#### TASK GOAL:
Write the entries below as a two-column CSV with the columns entry and answer, one row for each entry in the stretch from the line containing "point_to(query) returns, for every instance of the woman's left" through the line containing "pixel 825 461". Enclose each field in double quotes and replace its line breaks with spaces.

******************************

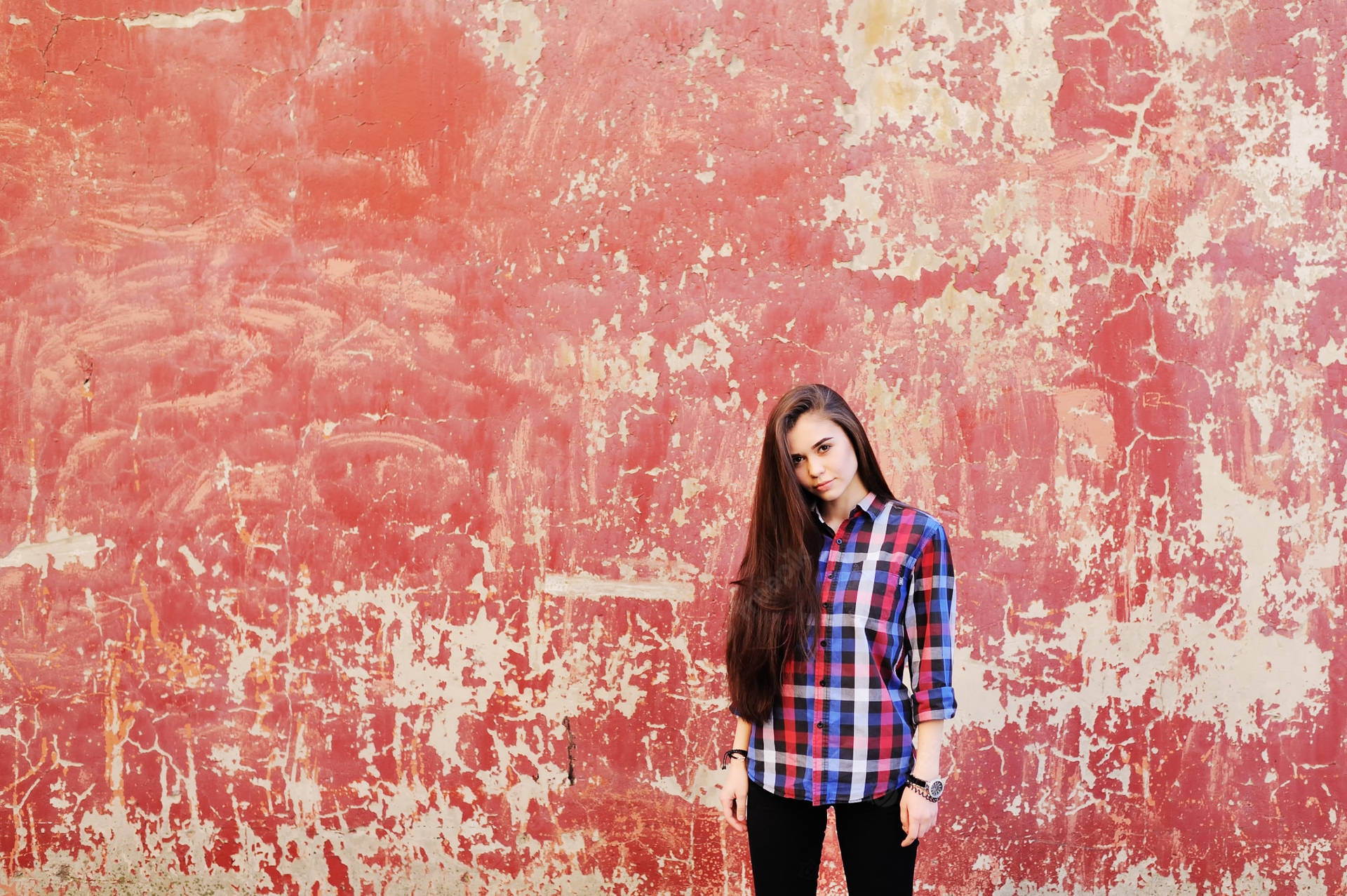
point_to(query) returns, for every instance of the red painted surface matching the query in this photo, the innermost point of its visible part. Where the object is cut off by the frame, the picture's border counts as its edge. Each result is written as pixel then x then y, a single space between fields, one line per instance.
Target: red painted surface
pixel 383 385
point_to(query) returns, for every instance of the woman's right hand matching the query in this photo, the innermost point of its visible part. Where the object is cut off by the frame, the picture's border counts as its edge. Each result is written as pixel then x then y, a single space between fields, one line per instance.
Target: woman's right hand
pixel 735 795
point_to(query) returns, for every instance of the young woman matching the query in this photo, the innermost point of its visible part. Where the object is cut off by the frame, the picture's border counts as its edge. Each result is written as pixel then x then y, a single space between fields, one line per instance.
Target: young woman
pixel 842 589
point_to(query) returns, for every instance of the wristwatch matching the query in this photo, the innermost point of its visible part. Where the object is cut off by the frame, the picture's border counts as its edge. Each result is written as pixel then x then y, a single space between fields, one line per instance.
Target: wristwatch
pixel 931 790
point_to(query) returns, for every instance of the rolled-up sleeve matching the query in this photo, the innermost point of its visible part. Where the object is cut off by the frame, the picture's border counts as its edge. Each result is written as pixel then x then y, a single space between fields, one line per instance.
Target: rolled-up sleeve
pixel 930 628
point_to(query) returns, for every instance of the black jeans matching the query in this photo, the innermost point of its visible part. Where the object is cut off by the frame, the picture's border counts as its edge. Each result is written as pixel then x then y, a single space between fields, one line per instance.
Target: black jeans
pixel 786 844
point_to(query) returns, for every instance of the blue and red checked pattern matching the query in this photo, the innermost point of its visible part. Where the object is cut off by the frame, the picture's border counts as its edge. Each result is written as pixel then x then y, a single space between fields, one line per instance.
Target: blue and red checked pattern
pixel 842 729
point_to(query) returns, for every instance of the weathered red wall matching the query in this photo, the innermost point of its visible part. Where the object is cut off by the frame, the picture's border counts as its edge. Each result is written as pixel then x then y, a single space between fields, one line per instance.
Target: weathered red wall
pixel 383 386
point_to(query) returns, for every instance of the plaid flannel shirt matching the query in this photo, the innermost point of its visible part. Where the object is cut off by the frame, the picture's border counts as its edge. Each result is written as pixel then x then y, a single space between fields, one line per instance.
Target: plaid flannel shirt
pixel 841 730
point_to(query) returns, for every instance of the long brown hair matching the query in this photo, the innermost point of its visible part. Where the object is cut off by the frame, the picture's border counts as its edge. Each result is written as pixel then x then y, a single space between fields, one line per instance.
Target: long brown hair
pixel 776 594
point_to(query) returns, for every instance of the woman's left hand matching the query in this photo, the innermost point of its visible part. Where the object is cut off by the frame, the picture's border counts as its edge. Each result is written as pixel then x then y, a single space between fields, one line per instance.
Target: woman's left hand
pixel 918 814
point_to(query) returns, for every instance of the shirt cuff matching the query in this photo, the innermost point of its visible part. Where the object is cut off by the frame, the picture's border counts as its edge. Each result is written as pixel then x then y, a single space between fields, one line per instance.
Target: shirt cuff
pixel 935 705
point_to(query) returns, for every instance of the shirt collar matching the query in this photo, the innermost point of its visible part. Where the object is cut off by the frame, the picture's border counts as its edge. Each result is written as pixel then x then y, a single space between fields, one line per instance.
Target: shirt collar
pixel 869 506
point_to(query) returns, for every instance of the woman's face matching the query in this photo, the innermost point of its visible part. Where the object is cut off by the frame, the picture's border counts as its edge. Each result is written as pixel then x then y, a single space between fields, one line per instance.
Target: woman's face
pixel 825 461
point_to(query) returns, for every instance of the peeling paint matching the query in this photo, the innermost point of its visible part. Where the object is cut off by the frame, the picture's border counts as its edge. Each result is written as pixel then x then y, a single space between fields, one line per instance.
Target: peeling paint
pixel 384 383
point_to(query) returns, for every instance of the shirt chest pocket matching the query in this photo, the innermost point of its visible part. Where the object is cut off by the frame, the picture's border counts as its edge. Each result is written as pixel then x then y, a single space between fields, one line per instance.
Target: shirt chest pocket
pixel 875 609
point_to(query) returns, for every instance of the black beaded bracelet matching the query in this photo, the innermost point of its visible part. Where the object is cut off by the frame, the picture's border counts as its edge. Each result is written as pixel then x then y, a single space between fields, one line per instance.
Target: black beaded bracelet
pixel 732 754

******************************

#### FULL SOLUTION:
entry,answer
"point_to(query) returns, for every instance of the woman's left hand matching the query in this photo, the innermost point of its visible part. Where the object is cut off by the frame, the picture's border counts as its edge. Each result is written as pixel then x then y, a single space between fields, one line per instance. Target: woman's left hand","pixel 918 814"
"point_to(query) returns, for every instance of the shirt cuff matching the query in this photo, the innermost point of its visible part. Where the object is cut off by the frame, the picture's border counts as its edge. Each result is written as pixel then x then y, a single space between fields, one line per instance. Target: shirt cuff","pixel 935 705"
"point_to(query) returns, for every instance of the shirt collar matching the query in this photo, the innermost point of its visible part. Where the object is cut off by the frame, the picture's border counts as its edge. Each result is written as pixel then x then y, a single space between fields, one line per instance. Target: shirt collar","pixel 869 506"
"point_to(query) returns, for every instance of the woman's face matching the query in this photo, the innermost point of its visible part. Where the object is cut off by the frame, the picture's border counts as its edge. Each result is written as pixel then x then y, a single space between fields, one line per instance. Target: woman's face","pixel 825 461"